**Exercise goal**
Count the lines in the material below that contain the string "jacket". Reply with the number alone.

-------- Records supplied --------

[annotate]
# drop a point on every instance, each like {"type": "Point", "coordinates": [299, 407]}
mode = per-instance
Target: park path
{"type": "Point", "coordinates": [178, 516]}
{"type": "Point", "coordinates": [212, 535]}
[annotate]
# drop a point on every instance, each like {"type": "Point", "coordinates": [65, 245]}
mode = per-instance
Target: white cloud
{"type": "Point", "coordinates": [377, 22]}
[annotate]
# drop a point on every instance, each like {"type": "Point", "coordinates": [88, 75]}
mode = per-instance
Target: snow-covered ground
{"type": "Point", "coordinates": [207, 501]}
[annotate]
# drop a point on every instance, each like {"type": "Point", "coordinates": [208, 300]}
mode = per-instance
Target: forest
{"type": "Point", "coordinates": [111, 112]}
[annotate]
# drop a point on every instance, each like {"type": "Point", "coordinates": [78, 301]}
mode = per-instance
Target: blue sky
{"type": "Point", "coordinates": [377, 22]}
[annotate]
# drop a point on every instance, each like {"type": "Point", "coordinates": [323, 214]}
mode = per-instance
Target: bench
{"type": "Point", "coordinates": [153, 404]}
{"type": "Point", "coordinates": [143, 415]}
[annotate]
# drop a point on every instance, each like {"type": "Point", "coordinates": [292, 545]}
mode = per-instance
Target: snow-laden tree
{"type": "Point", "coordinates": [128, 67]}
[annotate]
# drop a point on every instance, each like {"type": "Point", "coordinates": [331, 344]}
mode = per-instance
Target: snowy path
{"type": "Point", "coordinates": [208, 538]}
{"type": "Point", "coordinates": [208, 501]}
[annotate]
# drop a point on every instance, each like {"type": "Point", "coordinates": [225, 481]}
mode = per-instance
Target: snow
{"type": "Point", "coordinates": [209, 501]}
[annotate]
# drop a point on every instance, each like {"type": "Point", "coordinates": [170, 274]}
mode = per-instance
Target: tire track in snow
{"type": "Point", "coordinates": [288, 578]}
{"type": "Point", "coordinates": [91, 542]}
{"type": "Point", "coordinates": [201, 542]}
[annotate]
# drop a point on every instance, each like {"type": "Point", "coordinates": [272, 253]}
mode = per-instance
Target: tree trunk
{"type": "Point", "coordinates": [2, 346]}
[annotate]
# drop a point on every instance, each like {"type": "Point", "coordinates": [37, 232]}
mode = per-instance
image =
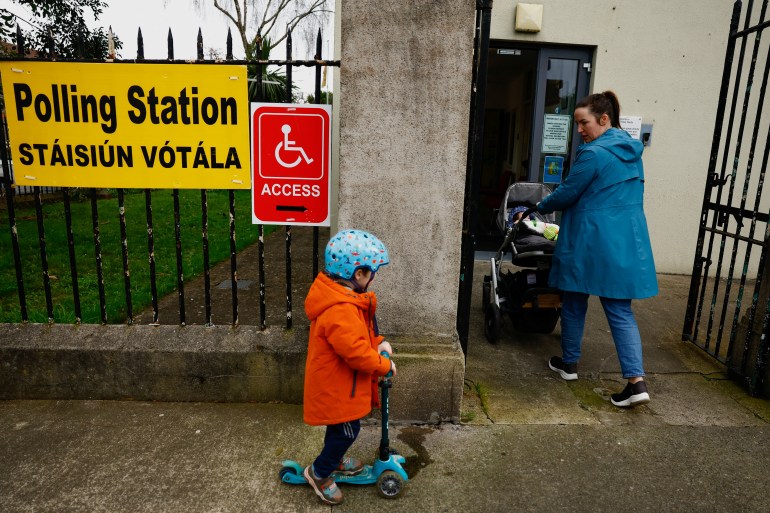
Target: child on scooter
{"type": "Point", "coordinates": [343, 358]}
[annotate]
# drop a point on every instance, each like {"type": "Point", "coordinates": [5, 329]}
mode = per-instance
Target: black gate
{"type": "Point", "coordinates": [473, 166]}
{"type": "Point", "coordinates": [728, 312]}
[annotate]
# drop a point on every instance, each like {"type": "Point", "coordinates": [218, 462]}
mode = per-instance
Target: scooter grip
{"type": "Point", "coordinates": [386, 355]}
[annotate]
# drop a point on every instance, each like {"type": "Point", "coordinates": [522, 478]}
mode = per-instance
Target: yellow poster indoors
{"type": "Point", "coordinates": [128, 125]}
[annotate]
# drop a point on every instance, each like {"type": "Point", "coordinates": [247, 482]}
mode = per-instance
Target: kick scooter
{"type": "Point", "coordinates": [387, 471]}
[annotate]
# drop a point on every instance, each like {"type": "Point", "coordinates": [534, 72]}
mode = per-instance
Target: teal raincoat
{"type": "Point", "coordinates": [604, 246]}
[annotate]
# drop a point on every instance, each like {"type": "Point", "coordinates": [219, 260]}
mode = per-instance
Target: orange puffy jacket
{"type": "Point", "coordinates": [342, 360]}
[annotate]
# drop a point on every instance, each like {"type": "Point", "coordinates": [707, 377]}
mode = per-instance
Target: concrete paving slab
{"type": "Point", "coordinates": [102, 456]}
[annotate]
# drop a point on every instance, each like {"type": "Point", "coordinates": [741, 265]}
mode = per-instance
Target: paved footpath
{"type": "Point", "coordinates": [529, 441]}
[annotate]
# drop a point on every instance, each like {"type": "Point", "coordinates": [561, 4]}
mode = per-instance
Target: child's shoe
{"type": "Point", "coordinates": [349, 467]}
{"type": "Point", "coordinates": [326, 489]}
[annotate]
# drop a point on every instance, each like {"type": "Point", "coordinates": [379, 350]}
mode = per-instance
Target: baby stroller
{"type": "Point", "coordinates": [524, 296]}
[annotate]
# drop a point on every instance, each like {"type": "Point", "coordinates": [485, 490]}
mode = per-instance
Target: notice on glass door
{"type": "Point", "coordinates": [553, 168]}
{"type": "Point", "coordinates": [556, 133]}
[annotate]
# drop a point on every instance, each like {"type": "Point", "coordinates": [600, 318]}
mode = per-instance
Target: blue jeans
{"type": "Point", "coordinates": [620, 317]}
{"type": "Point", "coordinates": [338, 439]}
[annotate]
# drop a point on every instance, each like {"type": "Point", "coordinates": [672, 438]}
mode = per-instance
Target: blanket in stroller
{"type": "Point", "coordinates": [534, 233]}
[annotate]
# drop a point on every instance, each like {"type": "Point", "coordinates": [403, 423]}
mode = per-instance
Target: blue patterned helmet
{"type": "Point", "coordinates": [352, 249]}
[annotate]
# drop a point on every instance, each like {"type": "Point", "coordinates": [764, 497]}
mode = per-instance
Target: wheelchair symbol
{"type": "Point", "coordinates": [288, 145]}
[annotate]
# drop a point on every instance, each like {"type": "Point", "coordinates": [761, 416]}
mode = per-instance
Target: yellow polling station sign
{"type": "Point", "coordinates": [128, 125]}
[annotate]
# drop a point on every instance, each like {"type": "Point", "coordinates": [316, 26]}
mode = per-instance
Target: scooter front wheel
{"type": "Point", "coordinates": [390, 484]}
{"type": "Point", "coordinates": [287, 471]}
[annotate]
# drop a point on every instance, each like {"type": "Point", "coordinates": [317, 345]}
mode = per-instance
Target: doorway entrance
{"type": "Point", "coordinates": [528, 131]}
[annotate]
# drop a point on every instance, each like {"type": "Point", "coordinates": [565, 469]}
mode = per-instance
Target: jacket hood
{"type": "Point", "coordinates": [325, 293]}
{"type": "Point", "coordinates": [620, 144]}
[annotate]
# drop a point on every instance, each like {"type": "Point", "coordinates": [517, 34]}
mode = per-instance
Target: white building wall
{"type": "Point", "coordinates": [664, 60]}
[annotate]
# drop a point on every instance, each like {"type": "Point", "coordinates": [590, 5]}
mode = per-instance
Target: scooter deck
{"type": "Point", "coordinates": [291, 472]}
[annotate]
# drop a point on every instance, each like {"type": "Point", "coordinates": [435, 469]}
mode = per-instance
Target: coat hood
{"type": "Point", "coordinates": [325, 292]}
{"type": "Point", "coordinates": [621, 144]}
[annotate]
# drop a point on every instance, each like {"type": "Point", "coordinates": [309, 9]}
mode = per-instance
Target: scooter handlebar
{"type": "Point", "coordinates": [390, 373]}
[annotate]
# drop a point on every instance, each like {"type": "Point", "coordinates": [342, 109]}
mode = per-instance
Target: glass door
{"type": "Point", "coordinates": [562, 80]}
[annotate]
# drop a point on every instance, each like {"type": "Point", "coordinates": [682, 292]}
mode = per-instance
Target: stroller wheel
{"type": "Point", "coordinates": [492, 323]}
{"type": "Point", "coordinates": [486, 295]}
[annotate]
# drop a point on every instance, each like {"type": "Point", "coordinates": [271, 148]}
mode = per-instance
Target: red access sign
{"type": "Point", "coordinates": [290, 162]}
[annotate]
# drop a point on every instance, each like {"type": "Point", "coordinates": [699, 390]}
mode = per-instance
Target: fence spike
{"type": "Point", "coordinates": [200, 44]}
{"type": "Point", "coordinates": [80, 50]}
{"type": "Point", "coordinates": [229, 45]}
{"type": "Point", "coordinates": [139, 45]}
{"type": "Point", "coordinates": [288, 68]}
{"type": "Point", "coordinates": [110, 44]}
{"type": "Point", "coordinates": [51, 49]}
{"type": "Point", "coordinates": [19, 42]}
{"type": "Point", "coordinates": [170, 45]}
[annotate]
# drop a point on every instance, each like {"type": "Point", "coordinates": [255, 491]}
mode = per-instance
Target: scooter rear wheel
{"type": "Point", "coordinates": [390, 484]}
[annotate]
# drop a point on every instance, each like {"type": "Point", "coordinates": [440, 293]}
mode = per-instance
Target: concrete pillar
{"type": "Point", "coordinates": [403, 112]}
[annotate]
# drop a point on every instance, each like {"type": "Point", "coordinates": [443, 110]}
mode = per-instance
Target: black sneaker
{"type": "Point", "coordinates": [633, 395]}
{"type": "Point", "coordinates": [567, 371]}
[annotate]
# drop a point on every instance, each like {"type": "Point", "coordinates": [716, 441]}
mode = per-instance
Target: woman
{"type": "Point", "coordinates": [603, 247]}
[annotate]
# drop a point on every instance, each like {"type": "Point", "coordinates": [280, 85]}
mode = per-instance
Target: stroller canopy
{"type": "Point", "coordinates": [526, 194]}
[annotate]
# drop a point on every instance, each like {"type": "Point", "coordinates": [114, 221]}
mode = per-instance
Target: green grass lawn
{"type": "Point", "coordinates": [112, 259]}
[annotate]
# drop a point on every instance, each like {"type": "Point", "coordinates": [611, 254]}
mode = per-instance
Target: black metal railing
{"type": "Point", "coordinates": [41, 196]}
{"type": "Point", "coordinates": [734, 217]}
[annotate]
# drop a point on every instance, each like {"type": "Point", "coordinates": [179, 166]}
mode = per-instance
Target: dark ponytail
{"type": "Point", "coordinates": [603, 103]}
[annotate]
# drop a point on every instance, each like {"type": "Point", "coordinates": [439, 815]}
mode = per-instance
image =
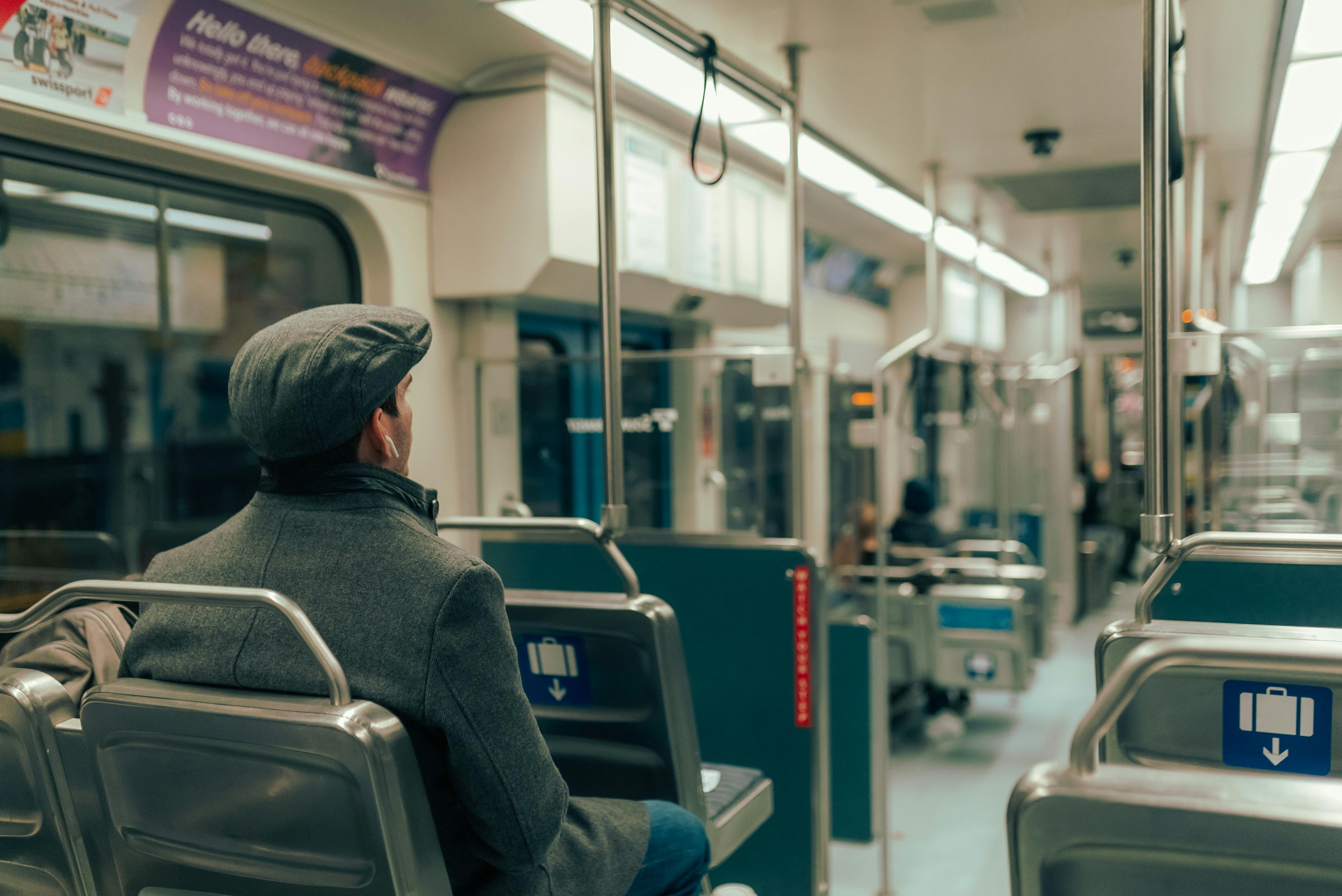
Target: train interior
{"type": "Point", "coordinates": [909, 432]}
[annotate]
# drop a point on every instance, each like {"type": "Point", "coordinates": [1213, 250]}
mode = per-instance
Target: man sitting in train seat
{"type": "Point", "coordinates": [418, 624]}
{"type": "Point", "coordinates": [914, 525]}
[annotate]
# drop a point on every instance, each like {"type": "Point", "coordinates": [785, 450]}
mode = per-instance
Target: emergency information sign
{"type": "Point", "coordinates": [555, 670]}
{"type": "Point", "coordinates": [1277, 727]}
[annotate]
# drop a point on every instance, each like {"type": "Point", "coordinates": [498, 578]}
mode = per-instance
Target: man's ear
{"type": "Point", "coordinates": [373, 435]}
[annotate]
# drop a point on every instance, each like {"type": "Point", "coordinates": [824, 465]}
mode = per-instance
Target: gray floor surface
{"type": "Point", "coordinates": [948, 805]}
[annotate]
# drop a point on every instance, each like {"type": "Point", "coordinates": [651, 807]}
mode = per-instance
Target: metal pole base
{"type": "Point", "coordinates": [1157, 532]}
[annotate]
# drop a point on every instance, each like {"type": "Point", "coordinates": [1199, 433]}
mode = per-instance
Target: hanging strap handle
{"type": "Point", "coordinates": [711, 73]}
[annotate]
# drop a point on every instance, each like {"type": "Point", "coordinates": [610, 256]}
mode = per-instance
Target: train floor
{"type": "Point", "coordinates": [948, 803]}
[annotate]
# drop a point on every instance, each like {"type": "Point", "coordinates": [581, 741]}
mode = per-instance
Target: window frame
{"type": "Point", "coordinates": [159, 177]}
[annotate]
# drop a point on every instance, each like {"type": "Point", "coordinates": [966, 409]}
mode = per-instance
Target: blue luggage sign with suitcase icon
{"type": "Point", "coordinates": [1277, 727]}
{"type": "Point", "coordinates": [555, 670]}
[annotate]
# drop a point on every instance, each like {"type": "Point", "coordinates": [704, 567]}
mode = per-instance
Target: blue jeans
{"type": "Point", "coordinates": [678, 854]}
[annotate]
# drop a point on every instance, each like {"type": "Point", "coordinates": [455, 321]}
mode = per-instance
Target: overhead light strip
{"type": "Point", "coordinates": [672, 77]}
{"type": "Point", "coordinates": [1308, 122]}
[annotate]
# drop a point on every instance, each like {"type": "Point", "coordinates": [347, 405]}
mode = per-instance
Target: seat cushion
{"type": "Point", "coordinates": [735, 784]}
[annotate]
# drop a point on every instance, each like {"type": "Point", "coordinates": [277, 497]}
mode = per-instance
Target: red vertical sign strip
{"type": "Point", "coordinates": [802, 644]}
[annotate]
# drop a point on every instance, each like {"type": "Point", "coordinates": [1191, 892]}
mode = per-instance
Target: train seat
{"type": "Point", "coordinates": [983, 636]}
{"type": "Point", "coordinates": [608, 685]}
{"type": "Point", "coordinates": [1034, 580]}
{"type": "Point", "coordinates": [42, 852]}
{"type": "Point", "coordinates": [233, 793]}
{"type": "Point", "coordinates": [199, 791]}
{"type": "Point", "coordinates": [991, 548]}
{"type": "Point", "coordinates": [1177, 718]}
{"type": "Point", "coordinates": [1081, 830]}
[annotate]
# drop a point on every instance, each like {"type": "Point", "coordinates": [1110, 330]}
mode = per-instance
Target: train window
{"type": "Point", "coordinates": [124, 300]}
{"type": "Point", "coordinates": [706, 447]}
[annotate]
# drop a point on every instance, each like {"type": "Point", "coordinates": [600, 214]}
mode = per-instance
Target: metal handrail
{"type": "Point", "coordinates": [246, 599]}
{"type": "Point", "coordinates": [1255, 654]}
{"type": "Point", "coordinates": [1180, 551]}
{"type": "Point", "coordinates": [602, 537]}
{"type": "Point", "coordinates": [994, 546]}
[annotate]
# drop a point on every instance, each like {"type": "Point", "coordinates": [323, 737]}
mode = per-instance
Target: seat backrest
{"type": "Point", "coordinates": [238, 793]}
{"type": "Point", "coordinates": [984, 636]}
{"type": "Point", "coordinates": [231, 793]}
{"type": "Point", "coordinates": [1081, 831]}
{"type": "Point", "coordinates": [42, 852]}
{"type": "Point", "coordinates": [607, 681]}
{"type": "Point", "coordinates": [1187, 717]}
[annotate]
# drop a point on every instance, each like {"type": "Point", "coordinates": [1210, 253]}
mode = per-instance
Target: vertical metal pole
{"type": "Point", "coordinates": [1196, 225]}
{"type": "Point", "coordinates": [163, 255]}
{"type": "Point", "coordinates": [796, 214]}
{"type": "Point", "coordinates": [615, 514]}
{"type": "Point", "coordinates": [1157, 517]}
{"type": "Point", "coordinates": [1006, 434]}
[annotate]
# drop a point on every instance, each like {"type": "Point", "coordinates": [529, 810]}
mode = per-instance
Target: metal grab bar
{"type": "Point", "coordinates": [602, 537]}
{"type": "Point", "coordinates": [1180, 551]}
{"type": "Point", "coordinates": [1257, 654]}
{"type": "Point", "coordinates": [243, 599]}
{"type": "Point", "coordinates": [992, 546]}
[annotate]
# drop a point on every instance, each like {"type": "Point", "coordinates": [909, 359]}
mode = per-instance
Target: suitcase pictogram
{"type": "Point", "coordinates": [1277, 713]}
{"type": "Point", "coordinates": [549, 658]}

--------

**Solution to the problem**
2